Text section —
________
Scoop is a 2006 UK-set romantic comedy/murder mystery written and directed by Woody Allen and starring Hugh Jackman, Scarlett Johansson, Ian McShane, and Allen himself. Focus Features released the film, which was rated PG-13 by the MPAA for "some sexual content."

Contents

[edit] Overview

[edit] Plot

The film opens at the memorial service for irrepressible investigative reporter Joe Strombel (Ian McShane). Meanwhile, Strombel's spirit finds himself on the barge of death across the River Styx with several others, including a young woman who believes she was poisoned by her employer, Peter Lyman (Hugh Jackman). The woman tells Strombel she thinks Lyman, a handsome British aristocrat with political ambitions, may be the Tarot Card Killer, a notorious serial murderer of prostitutes, and that he killed her when she stumbled onto his secret.

The scene then shifts to Sondra Pransky (Scarlett Johansson), a beautiful but somewhat awkward and uncommitted American college journalist on vacation in London. Pransky attends a performance given by magician Sid Waterman (Woody Allen), aka "The Great Splendini," and agrees to participate on the stage. While in a booth known as the dematerializer, Pransky encounters Strombel's ghost who has escaped the Grim Reaper himself to impart his suspicions of Lyman to a journalist who can investigate the story. Sondra decides to infiltrate Lyman's privileged world and find out if he truly is the dreaded criminal, enlisting Sid in the process. Sondra enlists Sid the magician to utilize his powers of deception and help her investigate Lyman.

Sondra catches Lyman's attention by pretending to drown near him at a swimming pool. When he rescues her, she introduces herself as Jade Spence, daughter of a wealthy oil family from Palm Beach. Whilst Sid poses as her father, "Jade" begins dating Lyman. As the deception begins, Sondra is convinced Lyman is the murderer while Sid finds it impossible to believe. But as the film progresses and Sondra falls in love with Lyman, she begins to trust him as well. Meanwhile, Sid becomes less sanguine about Lyman as he notices more and more inconsistencies, especially after he and Sondra find a Tarot deck hidden in Peter's vault. He finally prevails upon Sondra to write a news story implicating Lyman, but the newspaper editor refuses the story because of Sondra's lack of proof. Throughout their investigations, Sid and Sondra have a relationship that is in turns friendly, paternal, and also antagonistic -- fueled largely by Sondra's annoyance that her smooth "Jade Spence" charade is being compromised by Sid's obnoxious attempts to act the part of a nouveau riche oil baron (an impression made up primarily of the same "What's your sign, darling?" schtick of Broadway Danny Rose).
________
Record set —
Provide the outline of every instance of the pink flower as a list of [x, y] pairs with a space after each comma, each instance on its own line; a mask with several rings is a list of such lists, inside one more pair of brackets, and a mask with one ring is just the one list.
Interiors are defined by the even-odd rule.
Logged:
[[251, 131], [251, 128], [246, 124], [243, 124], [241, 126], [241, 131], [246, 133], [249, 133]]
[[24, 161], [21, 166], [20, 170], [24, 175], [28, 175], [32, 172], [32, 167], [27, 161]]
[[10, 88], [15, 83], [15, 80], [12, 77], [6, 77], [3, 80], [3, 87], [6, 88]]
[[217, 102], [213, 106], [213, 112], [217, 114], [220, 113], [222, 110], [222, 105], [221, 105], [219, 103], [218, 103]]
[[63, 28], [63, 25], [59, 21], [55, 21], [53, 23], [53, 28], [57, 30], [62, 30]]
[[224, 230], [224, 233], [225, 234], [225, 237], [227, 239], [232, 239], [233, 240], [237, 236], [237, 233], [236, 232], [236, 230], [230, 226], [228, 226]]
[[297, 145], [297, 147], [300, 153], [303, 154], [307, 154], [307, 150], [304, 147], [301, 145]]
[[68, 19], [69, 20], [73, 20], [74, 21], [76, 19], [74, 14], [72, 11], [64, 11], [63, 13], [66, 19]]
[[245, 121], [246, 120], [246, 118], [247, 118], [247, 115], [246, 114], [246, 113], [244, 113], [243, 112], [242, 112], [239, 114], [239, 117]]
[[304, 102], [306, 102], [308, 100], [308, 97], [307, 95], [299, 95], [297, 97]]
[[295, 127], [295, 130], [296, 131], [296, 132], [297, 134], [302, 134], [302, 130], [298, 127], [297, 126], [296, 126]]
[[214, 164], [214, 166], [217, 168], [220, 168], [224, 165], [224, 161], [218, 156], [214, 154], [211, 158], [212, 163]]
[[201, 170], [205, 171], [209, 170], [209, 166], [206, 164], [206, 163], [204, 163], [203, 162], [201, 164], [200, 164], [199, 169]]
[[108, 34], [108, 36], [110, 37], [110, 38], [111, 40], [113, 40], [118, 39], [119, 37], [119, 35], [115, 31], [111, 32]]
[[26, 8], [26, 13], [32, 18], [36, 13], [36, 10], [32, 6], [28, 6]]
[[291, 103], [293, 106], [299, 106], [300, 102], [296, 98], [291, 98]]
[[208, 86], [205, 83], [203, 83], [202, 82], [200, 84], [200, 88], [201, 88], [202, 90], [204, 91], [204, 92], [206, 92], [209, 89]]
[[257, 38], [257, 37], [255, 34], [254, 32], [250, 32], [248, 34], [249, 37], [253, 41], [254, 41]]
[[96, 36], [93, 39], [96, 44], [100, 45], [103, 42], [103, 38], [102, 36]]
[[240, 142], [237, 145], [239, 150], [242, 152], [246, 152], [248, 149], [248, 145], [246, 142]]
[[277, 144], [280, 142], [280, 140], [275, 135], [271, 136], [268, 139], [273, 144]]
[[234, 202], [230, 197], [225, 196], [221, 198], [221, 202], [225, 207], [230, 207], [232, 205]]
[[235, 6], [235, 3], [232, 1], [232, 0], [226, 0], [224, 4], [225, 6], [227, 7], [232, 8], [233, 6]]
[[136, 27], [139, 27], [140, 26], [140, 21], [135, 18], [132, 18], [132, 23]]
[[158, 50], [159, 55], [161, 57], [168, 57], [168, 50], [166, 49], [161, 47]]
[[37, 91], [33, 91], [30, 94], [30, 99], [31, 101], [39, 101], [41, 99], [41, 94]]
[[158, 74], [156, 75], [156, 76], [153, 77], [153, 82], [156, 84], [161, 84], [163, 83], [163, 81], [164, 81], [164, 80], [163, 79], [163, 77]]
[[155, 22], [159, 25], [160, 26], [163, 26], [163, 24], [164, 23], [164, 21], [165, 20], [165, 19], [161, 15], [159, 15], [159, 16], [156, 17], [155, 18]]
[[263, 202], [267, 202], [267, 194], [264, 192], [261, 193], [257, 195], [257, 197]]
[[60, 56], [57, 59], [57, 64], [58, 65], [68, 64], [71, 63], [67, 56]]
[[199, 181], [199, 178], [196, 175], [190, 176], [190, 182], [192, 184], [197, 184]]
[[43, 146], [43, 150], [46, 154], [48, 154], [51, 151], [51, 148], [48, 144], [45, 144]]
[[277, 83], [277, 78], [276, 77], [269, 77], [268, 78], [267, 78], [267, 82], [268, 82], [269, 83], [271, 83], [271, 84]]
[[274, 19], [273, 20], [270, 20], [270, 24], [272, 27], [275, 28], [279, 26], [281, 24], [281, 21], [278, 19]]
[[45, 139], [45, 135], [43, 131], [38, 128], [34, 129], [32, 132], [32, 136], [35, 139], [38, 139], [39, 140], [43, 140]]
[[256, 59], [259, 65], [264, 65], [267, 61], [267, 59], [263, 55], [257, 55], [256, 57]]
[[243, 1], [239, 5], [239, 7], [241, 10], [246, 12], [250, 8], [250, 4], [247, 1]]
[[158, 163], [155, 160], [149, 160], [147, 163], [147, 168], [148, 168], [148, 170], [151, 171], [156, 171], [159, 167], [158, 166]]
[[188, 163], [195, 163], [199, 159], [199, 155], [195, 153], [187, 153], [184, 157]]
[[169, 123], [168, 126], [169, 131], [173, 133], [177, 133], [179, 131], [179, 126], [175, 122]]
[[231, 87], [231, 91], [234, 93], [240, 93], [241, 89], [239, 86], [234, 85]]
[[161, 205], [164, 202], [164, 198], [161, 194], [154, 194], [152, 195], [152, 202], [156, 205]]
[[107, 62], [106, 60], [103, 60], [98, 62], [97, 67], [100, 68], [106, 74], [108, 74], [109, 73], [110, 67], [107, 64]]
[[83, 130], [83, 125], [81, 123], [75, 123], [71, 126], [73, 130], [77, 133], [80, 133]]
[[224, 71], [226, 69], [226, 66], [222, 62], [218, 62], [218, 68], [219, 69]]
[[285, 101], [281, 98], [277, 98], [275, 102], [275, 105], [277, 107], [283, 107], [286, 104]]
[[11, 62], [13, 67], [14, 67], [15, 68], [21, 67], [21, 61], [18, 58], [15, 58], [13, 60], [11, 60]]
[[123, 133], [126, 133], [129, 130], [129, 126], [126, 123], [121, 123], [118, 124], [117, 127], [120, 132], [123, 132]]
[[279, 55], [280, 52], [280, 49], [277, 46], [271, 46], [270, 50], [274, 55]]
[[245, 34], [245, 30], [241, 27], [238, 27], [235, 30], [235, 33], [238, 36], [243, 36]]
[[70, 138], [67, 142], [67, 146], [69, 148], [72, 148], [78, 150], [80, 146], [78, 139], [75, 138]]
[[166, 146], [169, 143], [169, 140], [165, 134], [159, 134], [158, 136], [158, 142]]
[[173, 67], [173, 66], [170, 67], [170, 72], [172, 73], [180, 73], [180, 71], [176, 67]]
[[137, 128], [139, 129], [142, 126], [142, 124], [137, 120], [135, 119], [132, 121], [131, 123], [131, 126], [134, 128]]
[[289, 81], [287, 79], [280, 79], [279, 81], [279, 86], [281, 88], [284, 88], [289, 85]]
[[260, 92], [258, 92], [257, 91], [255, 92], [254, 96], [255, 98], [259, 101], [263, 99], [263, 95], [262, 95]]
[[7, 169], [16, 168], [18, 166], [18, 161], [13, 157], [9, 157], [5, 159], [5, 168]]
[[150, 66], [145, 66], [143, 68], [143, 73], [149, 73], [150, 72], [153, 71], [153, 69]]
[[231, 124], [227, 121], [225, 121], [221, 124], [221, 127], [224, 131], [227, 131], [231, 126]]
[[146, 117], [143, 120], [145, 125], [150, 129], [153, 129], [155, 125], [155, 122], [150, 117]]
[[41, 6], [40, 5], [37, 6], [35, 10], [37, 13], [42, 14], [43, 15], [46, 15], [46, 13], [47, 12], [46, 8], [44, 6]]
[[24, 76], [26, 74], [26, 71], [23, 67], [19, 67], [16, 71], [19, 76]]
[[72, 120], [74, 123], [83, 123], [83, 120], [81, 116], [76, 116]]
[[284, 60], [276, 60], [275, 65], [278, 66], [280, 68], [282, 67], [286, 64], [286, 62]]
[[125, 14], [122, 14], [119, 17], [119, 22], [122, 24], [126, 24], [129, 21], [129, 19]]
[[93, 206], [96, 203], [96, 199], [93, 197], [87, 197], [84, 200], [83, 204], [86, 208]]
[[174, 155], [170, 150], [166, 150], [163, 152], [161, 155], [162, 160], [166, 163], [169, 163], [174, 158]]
________
Set tasks —
- 1) According to the Scoop plot summary, what name does Sondra use when she introduces herself to Lyman?
- 2) Continue the Scoop plot summary from the point where it ends.
The entries come from a different source than the text about Scoop.

Responses to the tasks —
- 1) Jade Spence

- 2)
Soon thereafter, however, the police arrest the real Tarot Card Killer. Sondra, relieved that her suspicions were for naught, reveals her real name the deception she and Sid had practiced. Lyman is surprisingly gracious, and tells Sondra he desires to keep seeing her. They plan to spend the weekend at Lyman's isolated county estate. Later, Sid (at the late Strombel's urging) suggests that Peter used the Tarot Card murders to cover up a prostitute murder of his own.

While Sondra and Lyman vacation in the country, Sid continues to investigate this theory. He finds that Lyman did frequent a prostitute, Betty Gibson, later killed, apparently by the Tarot Card Killer. Gibson is described as a "baby-faced blonde" (just like Sondra) before Peter convinced her to dye her hair, presumably to match the profile of the other Tarot victims. When Sid calls Sondra with his findings, she waves them off. Unbeknownst to her, Peter is ominously listening in on another extension.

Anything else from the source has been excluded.